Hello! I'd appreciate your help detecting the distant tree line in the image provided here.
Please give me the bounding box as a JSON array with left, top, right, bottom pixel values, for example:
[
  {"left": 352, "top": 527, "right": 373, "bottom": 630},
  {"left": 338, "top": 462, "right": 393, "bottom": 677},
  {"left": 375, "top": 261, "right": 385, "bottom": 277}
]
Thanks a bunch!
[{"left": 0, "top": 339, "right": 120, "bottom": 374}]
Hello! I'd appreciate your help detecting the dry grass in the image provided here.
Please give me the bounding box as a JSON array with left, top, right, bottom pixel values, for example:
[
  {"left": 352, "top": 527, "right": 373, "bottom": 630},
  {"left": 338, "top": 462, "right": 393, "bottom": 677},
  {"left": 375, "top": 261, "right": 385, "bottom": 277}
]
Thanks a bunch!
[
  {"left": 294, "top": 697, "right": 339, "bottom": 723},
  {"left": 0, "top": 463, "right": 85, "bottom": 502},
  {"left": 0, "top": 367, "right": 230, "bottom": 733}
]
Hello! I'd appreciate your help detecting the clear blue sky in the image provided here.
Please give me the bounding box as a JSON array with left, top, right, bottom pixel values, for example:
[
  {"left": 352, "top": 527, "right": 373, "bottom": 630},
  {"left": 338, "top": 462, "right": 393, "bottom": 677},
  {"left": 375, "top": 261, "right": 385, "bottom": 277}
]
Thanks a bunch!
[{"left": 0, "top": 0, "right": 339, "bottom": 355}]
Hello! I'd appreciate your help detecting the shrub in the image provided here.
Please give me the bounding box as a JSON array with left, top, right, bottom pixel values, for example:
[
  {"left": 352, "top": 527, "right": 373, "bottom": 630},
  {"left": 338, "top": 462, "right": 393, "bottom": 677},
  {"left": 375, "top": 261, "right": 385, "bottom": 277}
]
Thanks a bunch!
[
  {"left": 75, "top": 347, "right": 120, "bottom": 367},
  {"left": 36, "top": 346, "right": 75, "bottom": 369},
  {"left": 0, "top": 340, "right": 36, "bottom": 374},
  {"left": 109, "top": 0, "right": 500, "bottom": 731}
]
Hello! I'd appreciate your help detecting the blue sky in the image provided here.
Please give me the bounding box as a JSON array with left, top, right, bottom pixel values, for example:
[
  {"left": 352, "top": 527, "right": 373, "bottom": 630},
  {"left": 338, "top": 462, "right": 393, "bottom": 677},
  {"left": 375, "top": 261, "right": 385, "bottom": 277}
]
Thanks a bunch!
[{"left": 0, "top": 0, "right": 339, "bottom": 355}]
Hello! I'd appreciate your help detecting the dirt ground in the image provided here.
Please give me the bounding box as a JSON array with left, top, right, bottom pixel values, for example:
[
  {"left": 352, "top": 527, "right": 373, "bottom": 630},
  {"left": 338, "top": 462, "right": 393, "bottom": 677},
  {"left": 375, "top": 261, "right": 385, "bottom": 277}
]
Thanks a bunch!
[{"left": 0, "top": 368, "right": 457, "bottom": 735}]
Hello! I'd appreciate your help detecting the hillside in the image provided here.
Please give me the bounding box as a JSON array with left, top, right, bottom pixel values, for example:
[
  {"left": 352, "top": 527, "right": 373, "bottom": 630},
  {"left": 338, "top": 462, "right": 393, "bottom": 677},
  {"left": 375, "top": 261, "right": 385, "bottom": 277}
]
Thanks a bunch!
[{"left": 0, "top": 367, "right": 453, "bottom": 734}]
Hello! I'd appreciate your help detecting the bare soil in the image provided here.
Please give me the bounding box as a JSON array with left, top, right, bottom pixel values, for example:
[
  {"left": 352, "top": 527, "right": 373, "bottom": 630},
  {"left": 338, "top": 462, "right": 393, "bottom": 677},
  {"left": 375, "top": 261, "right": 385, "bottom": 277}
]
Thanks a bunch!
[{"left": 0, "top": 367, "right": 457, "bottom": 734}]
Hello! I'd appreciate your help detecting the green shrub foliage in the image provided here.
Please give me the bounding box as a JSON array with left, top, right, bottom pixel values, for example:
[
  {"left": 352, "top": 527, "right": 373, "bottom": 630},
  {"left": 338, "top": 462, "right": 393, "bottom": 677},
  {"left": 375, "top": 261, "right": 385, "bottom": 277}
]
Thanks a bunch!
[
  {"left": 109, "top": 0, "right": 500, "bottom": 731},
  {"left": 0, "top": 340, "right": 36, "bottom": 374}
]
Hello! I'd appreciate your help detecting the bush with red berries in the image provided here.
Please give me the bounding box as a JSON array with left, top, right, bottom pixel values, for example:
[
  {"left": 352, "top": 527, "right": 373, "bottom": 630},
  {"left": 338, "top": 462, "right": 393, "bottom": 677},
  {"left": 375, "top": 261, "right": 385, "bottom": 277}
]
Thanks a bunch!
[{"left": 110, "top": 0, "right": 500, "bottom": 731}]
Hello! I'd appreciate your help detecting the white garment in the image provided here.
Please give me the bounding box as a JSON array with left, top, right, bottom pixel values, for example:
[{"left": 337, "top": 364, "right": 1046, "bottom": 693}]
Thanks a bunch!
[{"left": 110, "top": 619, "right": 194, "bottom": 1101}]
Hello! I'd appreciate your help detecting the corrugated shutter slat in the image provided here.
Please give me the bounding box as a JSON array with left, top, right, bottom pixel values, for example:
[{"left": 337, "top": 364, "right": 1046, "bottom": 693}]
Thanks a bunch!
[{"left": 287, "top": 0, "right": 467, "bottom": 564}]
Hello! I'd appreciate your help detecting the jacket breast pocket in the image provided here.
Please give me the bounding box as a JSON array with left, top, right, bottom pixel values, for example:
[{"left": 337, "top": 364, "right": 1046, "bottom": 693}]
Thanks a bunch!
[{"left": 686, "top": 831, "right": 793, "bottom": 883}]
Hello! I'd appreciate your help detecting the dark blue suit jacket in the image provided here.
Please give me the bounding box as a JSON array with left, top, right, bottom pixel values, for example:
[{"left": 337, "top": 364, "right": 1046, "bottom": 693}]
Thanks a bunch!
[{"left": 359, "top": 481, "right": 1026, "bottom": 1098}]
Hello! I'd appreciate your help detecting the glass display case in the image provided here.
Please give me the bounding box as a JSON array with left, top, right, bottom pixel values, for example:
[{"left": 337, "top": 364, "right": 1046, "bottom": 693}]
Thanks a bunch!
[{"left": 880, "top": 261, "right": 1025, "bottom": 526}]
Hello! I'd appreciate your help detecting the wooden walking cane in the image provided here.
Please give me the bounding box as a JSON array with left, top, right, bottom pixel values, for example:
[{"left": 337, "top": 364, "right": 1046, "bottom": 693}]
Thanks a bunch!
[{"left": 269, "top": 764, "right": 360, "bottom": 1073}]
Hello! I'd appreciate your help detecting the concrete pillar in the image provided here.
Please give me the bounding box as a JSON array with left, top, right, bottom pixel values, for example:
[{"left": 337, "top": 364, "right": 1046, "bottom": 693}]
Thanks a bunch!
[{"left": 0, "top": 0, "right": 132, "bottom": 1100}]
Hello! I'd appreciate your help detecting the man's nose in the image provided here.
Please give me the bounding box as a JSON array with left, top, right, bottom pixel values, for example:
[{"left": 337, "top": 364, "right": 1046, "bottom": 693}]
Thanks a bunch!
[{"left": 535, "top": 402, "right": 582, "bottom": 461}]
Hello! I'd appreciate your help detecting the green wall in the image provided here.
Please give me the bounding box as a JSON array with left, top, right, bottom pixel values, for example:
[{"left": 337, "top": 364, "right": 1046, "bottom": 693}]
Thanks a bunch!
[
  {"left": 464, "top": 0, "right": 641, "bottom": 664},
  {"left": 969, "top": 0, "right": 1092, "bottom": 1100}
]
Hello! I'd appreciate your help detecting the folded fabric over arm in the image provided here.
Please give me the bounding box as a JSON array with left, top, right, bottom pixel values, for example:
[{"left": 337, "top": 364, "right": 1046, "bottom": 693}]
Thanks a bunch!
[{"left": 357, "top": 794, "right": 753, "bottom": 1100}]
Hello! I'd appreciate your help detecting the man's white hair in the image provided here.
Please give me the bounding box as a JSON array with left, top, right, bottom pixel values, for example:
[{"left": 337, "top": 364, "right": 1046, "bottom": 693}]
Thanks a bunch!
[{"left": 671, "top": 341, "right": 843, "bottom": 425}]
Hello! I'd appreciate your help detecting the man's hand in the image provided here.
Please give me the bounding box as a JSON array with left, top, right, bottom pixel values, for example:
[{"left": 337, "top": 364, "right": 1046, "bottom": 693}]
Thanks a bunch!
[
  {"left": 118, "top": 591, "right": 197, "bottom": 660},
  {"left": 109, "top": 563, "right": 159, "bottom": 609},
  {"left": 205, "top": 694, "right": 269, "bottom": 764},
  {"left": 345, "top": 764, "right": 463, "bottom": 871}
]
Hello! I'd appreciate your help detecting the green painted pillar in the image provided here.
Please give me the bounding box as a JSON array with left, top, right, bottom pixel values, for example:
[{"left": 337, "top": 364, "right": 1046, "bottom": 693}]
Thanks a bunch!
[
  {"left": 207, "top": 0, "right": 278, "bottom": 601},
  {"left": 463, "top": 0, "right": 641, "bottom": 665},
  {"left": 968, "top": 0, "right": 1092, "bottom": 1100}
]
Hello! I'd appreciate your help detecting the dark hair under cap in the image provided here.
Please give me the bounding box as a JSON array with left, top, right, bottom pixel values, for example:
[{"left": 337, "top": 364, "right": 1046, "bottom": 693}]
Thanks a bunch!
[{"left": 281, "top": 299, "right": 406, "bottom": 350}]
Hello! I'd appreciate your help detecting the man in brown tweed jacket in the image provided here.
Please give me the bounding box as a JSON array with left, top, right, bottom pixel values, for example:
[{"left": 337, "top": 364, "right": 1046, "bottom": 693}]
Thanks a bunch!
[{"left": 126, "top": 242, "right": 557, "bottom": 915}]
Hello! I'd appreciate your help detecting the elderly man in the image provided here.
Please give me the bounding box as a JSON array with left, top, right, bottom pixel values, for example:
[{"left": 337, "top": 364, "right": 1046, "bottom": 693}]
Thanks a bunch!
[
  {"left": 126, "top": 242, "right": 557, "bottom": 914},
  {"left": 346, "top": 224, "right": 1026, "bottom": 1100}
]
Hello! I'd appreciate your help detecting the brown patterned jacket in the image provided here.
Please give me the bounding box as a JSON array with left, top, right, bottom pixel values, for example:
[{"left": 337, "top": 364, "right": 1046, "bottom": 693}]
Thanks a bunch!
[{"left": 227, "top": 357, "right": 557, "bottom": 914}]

※

_DESCRIPTION OF THE TASK_
Identify every line in the records that contains the word "jacket", and copy each of those lines.

_WRITTEN RESPONSE_
Hello! I'd appreciate your help detecting the jacket breast pocket in the image provided here.
Hello! I'd appreciate your help detecting the dark blue suit jacket in the image provided here.
Hello! I'd appreciate your help detecting the man in brown tweed jacket in the image provided here.
Hello! I'd appreciate your help detecting the brown patterned jacket in the image provided here.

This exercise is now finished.